### Stated problem
Rescale the entries below. Reproduce every line, requests included, but multiply each point coordinate in the answers by 2.35 and round it to the nearest whole number, with halves rounded up. Leave the numbers in the requests unchanged, and omit the pictures from your output.

------------------------------------------------------------

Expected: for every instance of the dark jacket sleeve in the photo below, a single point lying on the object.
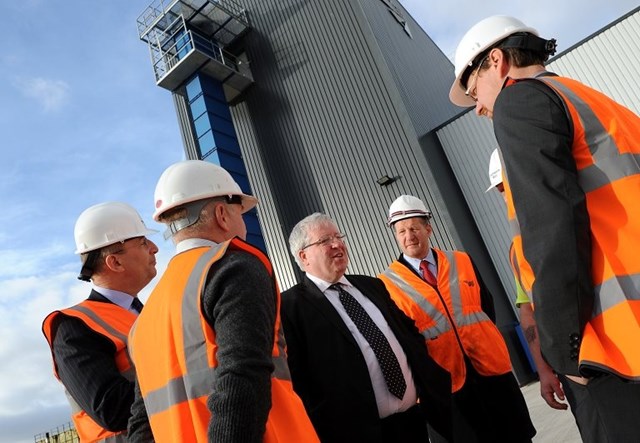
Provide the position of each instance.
(139, 428)
(296, 349)
(535, 135)
(86, 366)
(239, 303)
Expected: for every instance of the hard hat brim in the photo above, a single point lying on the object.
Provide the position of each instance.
(144, 233)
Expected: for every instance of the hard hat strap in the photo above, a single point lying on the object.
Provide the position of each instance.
(527, 41)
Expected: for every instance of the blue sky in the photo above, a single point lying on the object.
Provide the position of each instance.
(81, 122)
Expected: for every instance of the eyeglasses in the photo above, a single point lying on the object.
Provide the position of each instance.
(326, 241)
(472, 89)
(143, 243)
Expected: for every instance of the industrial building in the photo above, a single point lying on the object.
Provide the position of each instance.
(340, 107)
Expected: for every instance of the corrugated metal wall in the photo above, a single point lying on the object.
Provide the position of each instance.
(421, 72)
(323, 121)
(607, 61)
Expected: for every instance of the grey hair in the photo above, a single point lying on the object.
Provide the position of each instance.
(299, 236)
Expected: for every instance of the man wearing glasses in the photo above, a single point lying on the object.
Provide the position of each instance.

------------------------------------------------------------

### Answer to the exercise
Expected: for every instance of the dark jacket sleeve in the photo below, a single point lying on the object.
Provide the position of each instance.
(327, 1006)
(696, 820)
(1257, 317)
(202, 860)
(562, 712)
Expected: for every instance of the hard hat brim in the photo above, a single point lying on the object.
Provide the position of each instance.
(338, 548)
Expected: for every instance of the hard hat strap in the photo above, a single point lying on the object.
Provide the position of each instance.
(1238, 96)
Expected: for every instance of the blue sky in the photo above, a single point lying on the object.
Provide the position of each instance.
(190, 287)
Expected: for every instance of the eyeglasses in the photo above, a single point lying on the object.
Provide the position of each instance.
(766, 566)
(1109, 209)
(336, 571)
Expected: for every instance of the industrial building in the photo above, a single point lying on the object.
Provide the position of each instance.
(799, 251)
Expected: for every instance of the corrugated metal wall in the photo above, a single point lying on the object.
Provide the position of each instance.
(989, 169)
(759, 284)
(1426, 143)
Expected: for every instance of the grey hair in the photo above, a single point lying on the object.
Provide the position of each instance.
(703, 555)
Expected: for every instance of the man wearing glasses in the photo above, a single point lying on the object.
Provide the position of each instance.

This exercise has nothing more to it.